--- REQUEST 1 ---
Duplicate the listing below word for word, starting at the line that contains "of the grey" and ending at the final line of the listing, with both of those lines included.

** BEGIN TEXT EXCERPT **

US20050000721A1

US20050000721A1 - Electrical plug connector

Info

Publication number: US20050000721A1
Application number: US10/774,875
Authority: US
Inventors: Bernd Müller
Original assignee: BSH Bosch und Siemens Hausgeraete GmbH
Current assignee: BSH Hausgeraete GmbH
Priority date: 2001-08-14
Filing date: 2004-02-09
Publication date: 2005-01-06
Anticipated expiration: 2022-08-08
Also published as: WO2003017426A2; AU2002321299A1; US7091419B2; EP1419555A2; WO2003017426A3; DE10139797A1

Abstract

An electrical plug connector containing at least two contact partners which can be linked together in an overlap region to establish an electrical contact between them. At least one of the contact partners includes an electrically conductive material that converts to a liquid aggregation state at a predetermined temperature threshold. The liquid aggregation state is guided at least proportionately into the overlap region between the contact partners to establish the electrical contact.

Description

The invention relates to an electrical plug connector with at least two contact partners, which can be linked to establish an electrical contact.
Electrical plug connectors, for example comprising a receptacle and a flat plug, or similar electrical plug connectors are utilised in large numbers in electrical appliances of the consumer goods industry, such as for example large and small domestic appliances, so-called brown goods, or also in electrical appliances for do-it-yourself and trades needs or the like. Due to the large number of electrical contacts made between two plug contact partners there is the not insignificant danger in large-scale manufacture in particular that the electrical conductivity of the electrical plug contact partners inserted by plugging in, for example through contact partners outside the manufacturing tolerance or otherwise faulty, is either not made at all or only inadequately between the joined contact partners. Due to the then high electrical resistance at the point of connection in the joined contact partners the deficient or unavailable electrical conductivity leads to considerable heating, which depending on the degree of unavailable conductivity and the thus increasing electrical resistance can lead into temperature ranges, which can trigger a so-called cable fire or even result in burning of the overall electrical appliance, when the latter is operated.
The object of the invention is to eliminate the disadvantages of the prior art by taking simple structural measures.
This task is solved according to the invention by at least one of the contact partners being additionally provided with electrically conductive means, which transition into a liquid state of aggregation at an at least extensively preset temperature threshold and are guided at least proportionately into the overlap region between the contact partners and join the latter together electrically conductively.

** END TEXT EXCERPT **
** BEGIN DATA TO USE **

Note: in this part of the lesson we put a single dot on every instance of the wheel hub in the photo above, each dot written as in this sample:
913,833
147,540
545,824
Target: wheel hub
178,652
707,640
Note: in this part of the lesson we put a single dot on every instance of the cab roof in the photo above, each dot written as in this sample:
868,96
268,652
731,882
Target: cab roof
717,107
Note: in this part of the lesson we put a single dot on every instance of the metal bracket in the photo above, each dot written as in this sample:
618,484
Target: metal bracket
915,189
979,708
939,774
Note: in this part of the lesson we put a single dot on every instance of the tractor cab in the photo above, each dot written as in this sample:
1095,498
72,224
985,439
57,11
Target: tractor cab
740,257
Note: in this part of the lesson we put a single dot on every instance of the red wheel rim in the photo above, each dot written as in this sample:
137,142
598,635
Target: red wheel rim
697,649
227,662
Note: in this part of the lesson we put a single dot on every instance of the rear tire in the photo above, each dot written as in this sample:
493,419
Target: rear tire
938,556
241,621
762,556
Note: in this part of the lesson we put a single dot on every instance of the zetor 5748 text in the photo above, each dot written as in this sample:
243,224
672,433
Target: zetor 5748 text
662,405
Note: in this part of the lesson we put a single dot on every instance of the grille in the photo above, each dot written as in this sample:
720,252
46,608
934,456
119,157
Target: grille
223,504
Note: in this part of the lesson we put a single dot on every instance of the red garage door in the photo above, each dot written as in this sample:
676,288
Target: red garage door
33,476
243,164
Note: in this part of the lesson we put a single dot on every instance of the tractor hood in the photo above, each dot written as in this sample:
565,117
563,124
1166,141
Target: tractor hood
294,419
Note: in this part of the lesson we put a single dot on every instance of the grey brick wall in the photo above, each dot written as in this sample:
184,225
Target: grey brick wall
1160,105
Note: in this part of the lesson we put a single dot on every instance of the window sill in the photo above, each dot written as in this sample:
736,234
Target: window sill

** END DATA TO USE **

--- REQUEST 2 ---
In the patent text above, condense the paragraph beginning "Electrical plug connectors, for example comprising a receptacle" into a short bulleted list that keeps its main facts.

--- EXERCISE RESULT 1 ---
Note: in this part of the lesson we put a single dot on every instance of the grey brick wall in the photo above, each dot written as in this sample:
184,225
Target: grey brick wall
1160,105
Note: in this part of the lesson we put a single dot on every instance of the window sill in the photo above, each dot written as in this sample:
736,234
Target: window sill

--- EXERCISE RESULT 2 ---
- Plug connectors, such as a receptacle with a flat plug, are used in large numbers in consumer electrical appliances. These include large and small domestic appliances, brown goods, and appliances for do-it-yourself and trades needs.
- Large-scale manufacture involves so many plug contacts that there is a real danger the conductivity between joined contact partners is missing or inadequate. This can happen, for example, when partners are outside manufacturing tolerance or otherwise faulty.
- The resulting high electrical resistance at the connection point causes considerable heating.
- Depending on how poor the conductivity is, temperatures can reach levels that trigger a cable fire or burn the whole appliance while it is operated.